_Task material_:

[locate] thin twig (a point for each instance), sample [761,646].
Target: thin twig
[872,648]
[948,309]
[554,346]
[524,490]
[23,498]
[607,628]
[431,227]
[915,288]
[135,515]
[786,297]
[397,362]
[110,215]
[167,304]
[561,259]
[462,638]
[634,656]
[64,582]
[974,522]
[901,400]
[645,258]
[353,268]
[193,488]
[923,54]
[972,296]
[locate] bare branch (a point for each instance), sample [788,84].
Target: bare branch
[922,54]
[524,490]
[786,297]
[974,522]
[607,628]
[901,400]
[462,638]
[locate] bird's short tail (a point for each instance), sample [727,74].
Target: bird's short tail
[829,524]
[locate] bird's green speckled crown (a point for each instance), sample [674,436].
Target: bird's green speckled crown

...

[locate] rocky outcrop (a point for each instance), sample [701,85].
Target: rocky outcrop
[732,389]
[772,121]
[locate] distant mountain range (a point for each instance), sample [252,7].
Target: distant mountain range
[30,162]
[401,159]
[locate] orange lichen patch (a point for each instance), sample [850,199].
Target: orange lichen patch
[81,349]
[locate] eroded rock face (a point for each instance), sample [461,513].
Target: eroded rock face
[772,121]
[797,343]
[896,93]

_Problem requirements_: Starting at the line that has "[locate] bird's short" and stopping after the line that has "Target: bird's green speckled crown", write those items out again, switching "crown" to "nape" and leaving everything else as it is.

_Output below_:
[locate] bird's short tail (a point for each instance), sample [727,74].
Target: bird's short tail
[829,524]
[locate] bird's green speckled nape (a point for each instance), sample [674,436].
Target: bird's green speckled nape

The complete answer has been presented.